[BEGIN ENTRIES]

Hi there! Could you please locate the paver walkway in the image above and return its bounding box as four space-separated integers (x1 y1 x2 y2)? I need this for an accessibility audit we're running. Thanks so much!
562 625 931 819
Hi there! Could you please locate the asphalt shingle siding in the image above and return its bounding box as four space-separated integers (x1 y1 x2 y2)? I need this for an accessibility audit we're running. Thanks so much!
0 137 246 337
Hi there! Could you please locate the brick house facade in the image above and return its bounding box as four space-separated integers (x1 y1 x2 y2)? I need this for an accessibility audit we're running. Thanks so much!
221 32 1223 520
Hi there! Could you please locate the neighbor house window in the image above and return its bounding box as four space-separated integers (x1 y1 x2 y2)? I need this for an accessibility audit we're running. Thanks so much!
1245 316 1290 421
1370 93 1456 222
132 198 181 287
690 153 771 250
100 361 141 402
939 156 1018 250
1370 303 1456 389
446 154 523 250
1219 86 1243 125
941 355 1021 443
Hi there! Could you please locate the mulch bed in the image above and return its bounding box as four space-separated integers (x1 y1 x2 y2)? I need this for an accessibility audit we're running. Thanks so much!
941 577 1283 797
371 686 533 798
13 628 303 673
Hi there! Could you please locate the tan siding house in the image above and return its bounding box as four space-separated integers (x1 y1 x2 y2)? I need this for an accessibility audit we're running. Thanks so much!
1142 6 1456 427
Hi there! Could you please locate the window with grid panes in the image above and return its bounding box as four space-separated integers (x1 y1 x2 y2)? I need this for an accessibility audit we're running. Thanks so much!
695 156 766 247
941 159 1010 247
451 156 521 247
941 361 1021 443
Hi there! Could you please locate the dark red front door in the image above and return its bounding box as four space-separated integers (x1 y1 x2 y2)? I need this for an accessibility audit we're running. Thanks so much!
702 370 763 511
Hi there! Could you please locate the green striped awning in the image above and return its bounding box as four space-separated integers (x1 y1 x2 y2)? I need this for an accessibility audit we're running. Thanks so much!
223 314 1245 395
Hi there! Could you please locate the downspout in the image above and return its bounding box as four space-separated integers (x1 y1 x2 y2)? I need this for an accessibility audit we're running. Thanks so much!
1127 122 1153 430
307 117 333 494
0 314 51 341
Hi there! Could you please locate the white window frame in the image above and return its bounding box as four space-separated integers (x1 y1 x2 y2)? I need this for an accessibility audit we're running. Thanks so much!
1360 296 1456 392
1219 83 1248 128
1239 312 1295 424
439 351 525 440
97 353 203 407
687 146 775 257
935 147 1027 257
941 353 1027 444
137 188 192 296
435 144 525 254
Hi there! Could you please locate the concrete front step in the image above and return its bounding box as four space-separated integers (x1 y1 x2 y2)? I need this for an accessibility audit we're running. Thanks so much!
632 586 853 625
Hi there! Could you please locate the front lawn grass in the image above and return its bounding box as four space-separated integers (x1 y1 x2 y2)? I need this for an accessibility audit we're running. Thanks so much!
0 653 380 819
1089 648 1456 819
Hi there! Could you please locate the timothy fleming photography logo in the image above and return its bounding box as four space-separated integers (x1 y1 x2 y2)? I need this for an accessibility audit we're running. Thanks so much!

[END ENTRIES]

[PROBLEM TO WORK ON]:
Could you transcribe the rows above word for word, starting with the first one and going on through the line with "562 625 931 819", both included?

[PROBLEM SOLUTION]:
Hi there! Could you please locate the paver walkway in the image above and return its bounding box as four space-separated integers (x1 y1 x2 y2)? I need this for an accessibility audit we're running. Thanks so much!
562 625 931 819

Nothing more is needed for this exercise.